**What this task involves**
Rewrite the rows below, from the line containing "[ coniferous tree ]" down to the line containing "(0, 101), (314, 263)", swapping "Multiple" for "Several" and leaving everything else unchanged. Output only those lines.
--- Begin ---
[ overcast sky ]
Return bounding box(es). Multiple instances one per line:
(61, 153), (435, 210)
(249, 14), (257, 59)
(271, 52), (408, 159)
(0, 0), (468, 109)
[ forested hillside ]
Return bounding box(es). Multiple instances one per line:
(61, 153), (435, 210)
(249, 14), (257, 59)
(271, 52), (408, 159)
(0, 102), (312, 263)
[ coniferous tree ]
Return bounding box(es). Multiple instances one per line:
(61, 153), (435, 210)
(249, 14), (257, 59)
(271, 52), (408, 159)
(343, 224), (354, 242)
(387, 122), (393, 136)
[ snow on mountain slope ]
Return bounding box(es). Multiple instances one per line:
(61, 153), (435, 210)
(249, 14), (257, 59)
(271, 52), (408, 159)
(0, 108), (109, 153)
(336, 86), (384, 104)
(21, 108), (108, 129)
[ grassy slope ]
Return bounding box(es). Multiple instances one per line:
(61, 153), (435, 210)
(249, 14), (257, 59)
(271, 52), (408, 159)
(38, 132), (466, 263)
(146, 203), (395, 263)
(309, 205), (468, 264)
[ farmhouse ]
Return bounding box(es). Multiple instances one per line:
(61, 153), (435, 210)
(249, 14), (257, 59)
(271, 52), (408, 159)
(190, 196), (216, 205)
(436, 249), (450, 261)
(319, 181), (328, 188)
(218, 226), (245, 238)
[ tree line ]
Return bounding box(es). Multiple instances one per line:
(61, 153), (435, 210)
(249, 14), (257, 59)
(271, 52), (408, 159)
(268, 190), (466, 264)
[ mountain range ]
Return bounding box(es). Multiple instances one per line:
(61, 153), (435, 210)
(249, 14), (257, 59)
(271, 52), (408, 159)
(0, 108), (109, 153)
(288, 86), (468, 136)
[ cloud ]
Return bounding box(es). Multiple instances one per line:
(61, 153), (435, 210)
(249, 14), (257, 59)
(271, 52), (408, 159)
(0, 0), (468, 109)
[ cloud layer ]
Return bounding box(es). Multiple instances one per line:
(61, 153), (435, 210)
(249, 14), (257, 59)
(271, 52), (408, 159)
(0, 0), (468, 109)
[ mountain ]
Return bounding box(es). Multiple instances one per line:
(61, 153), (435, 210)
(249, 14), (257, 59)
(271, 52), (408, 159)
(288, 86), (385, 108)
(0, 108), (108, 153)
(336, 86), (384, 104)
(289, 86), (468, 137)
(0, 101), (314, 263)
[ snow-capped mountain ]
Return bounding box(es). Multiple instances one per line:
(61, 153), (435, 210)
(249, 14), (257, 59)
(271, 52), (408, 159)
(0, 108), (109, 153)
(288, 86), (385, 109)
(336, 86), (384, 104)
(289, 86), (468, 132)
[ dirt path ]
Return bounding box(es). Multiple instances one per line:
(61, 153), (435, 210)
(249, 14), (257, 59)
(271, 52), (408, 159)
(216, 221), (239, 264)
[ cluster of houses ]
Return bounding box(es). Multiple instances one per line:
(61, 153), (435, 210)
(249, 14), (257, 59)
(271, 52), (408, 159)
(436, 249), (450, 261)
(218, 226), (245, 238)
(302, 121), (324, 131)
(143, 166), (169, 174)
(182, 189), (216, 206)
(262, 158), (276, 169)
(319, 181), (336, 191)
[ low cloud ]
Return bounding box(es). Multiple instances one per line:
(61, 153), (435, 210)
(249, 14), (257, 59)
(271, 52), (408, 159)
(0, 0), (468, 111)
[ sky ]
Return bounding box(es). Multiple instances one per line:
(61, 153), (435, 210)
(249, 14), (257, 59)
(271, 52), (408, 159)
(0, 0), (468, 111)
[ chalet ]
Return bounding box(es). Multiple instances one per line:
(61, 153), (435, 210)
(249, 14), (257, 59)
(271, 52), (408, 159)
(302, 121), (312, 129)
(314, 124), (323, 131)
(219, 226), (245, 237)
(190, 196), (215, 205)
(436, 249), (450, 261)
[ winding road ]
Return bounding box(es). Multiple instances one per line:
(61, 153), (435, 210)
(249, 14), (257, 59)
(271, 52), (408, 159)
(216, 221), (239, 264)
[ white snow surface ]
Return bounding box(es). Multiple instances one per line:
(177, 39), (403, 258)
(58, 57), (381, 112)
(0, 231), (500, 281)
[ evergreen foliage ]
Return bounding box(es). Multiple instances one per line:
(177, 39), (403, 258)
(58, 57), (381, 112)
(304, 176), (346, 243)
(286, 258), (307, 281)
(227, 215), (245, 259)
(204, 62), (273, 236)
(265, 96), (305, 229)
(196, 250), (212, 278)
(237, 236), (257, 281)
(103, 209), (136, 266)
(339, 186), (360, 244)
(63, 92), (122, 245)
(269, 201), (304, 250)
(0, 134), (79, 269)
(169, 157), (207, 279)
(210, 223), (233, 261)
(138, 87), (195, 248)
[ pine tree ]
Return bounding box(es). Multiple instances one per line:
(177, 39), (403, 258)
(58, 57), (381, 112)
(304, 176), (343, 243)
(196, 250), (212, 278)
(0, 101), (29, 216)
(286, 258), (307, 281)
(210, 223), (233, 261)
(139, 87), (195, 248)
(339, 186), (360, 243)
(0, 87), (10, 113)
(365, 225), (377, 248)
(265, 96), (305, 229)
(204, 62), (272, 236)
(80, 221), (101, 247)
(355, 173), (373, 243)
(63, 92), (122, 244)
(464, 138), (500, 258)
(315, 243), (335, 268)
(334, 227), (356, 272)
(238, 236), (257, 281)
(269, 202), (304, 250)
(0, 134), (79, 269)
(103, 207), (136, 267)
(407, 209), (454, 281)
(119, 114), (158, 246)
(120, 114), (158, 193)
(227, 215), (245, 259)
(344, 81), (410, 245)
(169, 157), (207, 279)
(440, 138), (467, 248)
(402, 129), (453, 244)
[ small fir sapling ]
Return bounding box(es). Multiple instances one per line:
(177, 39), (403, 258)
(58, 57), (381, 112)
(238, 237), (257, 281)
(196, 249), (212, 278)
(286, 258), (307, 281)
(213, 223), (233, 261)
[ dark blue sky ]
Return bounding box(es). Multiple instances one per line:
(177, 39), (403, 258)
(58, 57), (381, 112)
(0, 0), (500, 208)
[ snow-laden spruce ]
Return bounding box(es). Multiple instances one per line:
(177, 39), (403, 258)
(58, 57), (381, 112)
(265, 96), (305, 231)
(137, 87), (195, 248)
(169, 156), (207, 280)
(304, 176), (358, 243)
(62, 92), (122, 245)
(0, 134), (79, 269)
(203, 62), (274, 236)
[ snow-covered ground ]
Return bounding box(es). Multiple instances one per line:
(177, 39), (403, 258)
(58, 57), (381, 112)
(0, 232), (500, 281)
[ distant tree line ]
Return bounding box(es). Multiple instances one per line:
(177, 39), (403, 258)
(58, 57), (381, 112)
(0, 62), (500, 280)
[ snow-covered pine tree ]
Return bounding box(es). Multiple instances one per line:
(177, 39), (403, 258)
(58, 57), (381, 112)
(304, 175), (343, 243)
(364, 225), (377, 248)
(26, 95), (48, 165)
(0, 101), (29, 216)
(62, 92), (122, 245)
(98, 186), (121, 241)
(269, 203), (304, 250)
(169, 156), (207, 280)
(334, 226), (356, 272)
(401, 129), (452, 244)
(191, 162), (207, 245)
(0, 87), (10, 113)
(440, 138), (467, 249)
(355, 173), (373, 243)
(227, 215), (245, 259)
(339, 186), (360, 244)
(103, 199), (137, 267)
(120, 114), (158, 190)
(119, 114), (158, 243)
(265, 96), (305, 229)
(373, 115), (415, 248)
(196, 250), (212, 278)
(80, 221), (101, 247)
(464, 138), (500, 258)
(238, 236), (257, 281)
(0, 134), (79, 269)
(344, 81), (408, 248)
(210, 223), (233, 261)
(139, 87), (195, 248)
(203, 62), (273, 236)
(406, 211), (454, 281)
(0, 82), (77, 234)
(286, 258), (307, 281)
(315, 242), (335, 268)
--- End ---
--- Begin ---
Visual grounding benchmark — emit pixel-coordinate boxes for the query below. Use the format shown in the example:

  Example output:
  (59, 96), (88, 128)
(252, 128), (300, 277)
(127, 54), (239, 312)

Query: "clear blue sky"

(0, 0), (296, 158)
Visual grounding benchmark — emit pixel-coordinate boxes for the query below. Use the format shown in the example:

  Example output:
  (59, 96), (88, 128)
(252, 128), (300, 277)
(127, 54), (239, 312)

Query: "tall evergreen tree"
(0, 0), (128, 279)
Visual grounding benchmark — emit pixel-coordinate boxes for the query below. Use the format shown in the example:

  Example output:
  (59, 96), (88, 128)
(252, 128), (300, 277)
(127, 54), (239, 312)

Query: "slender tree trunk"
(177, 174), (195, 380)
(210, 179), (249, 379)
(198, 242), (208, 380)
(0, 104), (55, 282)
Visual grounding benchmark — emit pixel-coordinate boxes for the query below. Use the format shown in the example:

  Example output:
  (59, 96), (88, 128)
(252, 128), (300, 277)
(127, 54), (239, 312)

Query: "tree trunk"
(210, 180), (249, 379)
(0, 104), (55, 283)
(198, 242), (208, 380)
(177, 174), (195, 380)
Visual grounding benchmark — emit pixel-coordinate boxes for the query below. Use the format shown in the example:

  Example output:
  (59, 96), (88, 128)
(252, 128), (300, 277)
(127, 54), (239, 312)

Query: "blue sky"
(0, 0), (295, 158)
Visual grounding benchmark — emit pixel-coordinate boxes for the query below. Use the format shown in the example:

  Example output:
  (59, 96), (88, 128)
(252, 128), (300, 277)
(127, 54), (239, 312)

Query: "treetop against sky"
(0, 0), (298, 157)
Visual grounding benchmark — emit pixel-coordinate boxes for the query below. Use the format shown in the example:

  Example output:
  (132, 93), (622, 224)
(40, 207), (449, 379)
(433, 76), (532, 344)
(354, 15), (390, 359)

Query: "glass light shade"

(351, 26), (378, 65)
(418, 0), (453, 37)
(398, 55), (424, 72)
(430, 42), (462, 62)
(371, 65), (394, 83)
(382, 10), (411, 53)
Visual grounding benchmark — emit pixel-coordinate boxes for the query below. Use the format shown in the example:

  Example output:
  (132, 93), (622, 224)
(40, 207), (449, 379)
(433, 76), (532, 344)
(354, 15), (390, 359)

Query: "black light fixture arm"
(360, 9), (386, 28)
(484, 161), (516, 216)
--- End ---
**Problem solution**
[ coniferous tree ]
Return bounding box(es). Several instances one per line:
(61, 153), (435, 210)
(249, 14), (257, 59)
(271, 52), (408, 159)
(343, 224), (354, 242)
(387, 122), (393, 136)
[ snow on mountain slope ]
Return bounding box(es). Several instances one per line:
(61, 153), (435, 210)
(249, 14), (257, 59)
(271, 52), (408, 159)
(0, 108), (109, 153)
(336, 86), (384, 104)
(21, 108), (108, 129)
[ grassy slope ]
Return bounding box(es). Several instances one per line:
(61, 153), (435, 210)
(249, 14), (257, 59)
(271, 52), (408, 159)
(38, 132), (466, 263)
(146, 203), (395, 263)
(309, 205), (468, 264)
[ farmhouse ]
Return bounding box(es). Several instances one per line:
(61, 153), (435, 210)
(249, 14), (257, 59)
(271, 52), (408, 159)
(190, 196), (216, 205)
(436, 249), (450, 261)
(319, 181), (328, 188)
(218, 226), (245, 238)
[ tree line ]
Return bounding box(es). Several instances one per line:
(61, 153), (435, 210)
(249, 14), (257, 59)
(271, 52), (408, 159)
(268, 190), (466, 264)
[ mountain range ]
Return bounding box(es). Several instances one per line:
(61, 153), (435, 210)
(249, 14), (257, 59)
(271, 52), (408, 159)
(0, 108), (109, 153)
(288, 86), (468, 136)
[ cloud ]
Return bounding box(es). Several instances one per line:
(61, 153), (435, 210)
(249, 14), (257, 59)
(271, 52), (408, 159)
(0, 0), (468, 109)
[ cloud layer ]
Return bounding box(es). Several instances one per line:
(61, 153), (435, 210)
(249, 14), (257, 59)
(271, 52), (408, 159)
(0, 0), (468, 109)
[ mountain ]
Return bounding box(es). Several instances one per line:
(61, 153), (435, 210)
(249, 14), (257, 59)
(271, 52), (408, 159)
(288, 86), (385, 108)
(0, 108), (108, 153)
(336, 86), (384, 104)
(289, 86), (468, 137)
(0, 101), (314, 263)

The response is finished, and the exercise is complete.